======== PROVIDED RECORDS ========

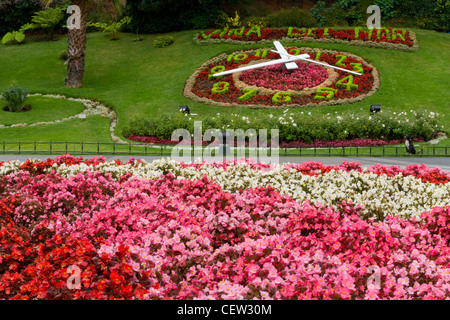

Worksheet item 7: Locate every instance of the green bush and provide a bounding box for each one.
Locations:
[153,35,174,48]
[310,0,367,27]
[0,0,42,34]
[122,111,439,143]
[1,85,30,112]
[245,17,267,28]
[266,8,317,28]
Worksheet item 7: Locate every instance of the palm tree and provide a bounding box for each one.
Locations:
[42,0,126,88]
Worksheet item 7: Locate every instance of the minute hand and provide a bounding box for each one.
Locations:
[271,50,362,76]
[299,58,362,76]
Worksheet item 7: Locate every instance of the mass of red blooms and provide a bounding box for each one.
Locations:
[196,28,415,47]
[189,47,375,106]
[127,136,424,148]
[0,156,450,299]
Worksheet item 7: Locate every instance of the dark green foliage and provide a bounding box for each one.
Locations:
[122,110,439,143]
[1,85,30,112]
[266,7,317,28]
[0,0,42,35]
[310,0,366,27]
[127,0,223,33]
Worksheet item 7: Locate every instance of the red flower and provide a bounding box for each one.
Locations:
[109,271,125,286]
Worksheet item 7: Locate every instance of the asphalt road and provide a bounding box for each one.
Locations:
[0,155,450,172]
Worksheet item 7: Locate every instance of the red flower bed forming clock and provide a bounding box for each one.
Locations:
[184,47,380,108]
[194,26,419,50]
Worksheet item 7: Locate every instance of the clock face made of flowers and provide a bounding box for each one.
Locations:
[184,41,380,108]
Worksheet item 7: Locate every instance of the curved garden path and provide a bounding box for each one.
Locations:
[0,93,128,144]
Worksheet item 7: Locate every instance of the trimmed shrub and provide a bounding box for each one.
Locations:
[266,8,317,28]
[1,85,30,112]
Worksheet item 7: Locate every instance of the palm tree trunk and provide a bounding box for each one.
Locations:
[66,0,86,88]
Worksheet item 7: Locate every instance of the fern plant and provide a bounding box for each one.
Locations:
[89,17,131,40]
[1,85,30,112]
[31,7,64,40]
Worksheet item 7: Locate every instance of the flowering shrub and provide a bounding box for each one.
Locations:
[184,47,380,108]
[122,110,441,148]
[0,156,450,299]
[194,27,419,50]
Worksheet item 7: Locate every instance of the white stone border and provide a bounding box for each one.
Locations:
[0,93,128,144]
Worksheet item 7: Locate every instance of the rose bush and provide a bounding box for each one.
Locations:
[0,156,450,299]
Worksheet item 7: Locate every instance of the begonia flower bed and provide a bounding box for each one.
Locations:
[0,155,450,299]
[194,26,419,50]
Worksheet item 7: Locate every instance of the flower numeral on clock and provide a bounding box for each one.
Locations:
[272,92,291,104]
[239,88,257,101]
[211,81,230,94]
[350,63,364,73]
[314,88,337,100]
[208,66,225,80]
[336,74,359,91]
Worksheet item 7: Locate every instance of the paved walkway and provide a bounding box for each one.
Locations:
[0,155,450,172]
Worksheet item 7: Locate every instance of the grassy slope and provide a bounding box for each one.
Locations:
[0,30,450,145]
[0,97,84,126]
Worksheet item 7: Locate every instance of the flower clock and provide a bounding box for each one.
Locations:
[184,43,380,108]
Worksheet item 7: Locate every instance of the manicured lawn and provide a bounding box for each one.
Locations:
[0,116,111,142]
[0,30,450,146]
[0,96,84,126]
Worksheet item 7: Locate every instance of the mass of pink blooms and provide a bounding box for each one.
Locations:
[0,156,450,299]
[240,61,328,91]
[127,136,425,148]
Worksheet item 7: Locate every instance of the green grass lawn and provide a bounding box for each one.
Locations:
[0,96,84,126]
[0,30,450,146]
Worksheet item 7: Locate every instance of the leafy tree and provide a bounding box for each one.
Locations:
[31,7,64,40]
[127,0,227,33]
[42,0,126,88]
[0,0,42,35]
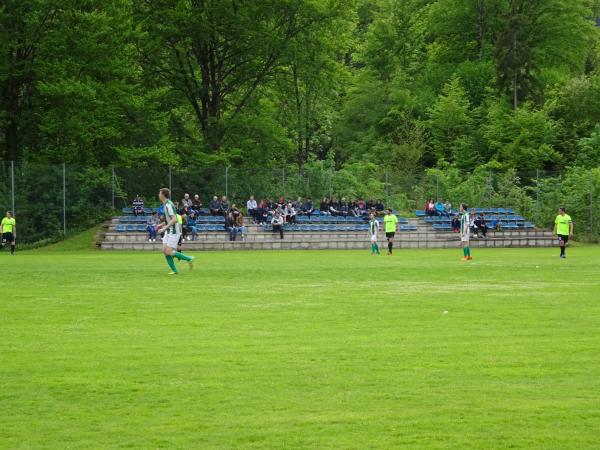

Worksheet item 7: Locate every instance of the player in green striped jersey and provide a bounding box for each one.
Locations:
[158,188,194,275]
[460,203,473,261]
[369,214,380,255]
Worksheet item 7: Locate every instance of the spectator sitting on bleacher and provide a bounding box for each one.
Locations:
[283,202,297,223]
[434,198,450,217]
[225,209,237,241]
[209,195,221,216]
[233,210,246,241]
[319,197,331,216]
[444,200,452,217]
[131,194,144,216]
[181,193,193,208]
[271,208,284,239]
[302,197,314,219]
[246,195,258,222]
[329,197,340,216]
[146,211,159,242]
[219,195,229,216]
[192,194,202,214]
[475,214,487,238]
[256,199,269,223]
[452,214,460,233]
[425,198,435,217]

========

• WRITTEN EXERCISE
Pick out each line of the listing above that contains the word "shrub", matching case exactly, and copy those lines.

• ANSWER IN FULL
Worksheet item 7: Locate every instance of the trimmed shrub and provide a bounding box for each one.
Worksheet item 7: Locate every instance of the flowering shrub and provide a bounding box for each one.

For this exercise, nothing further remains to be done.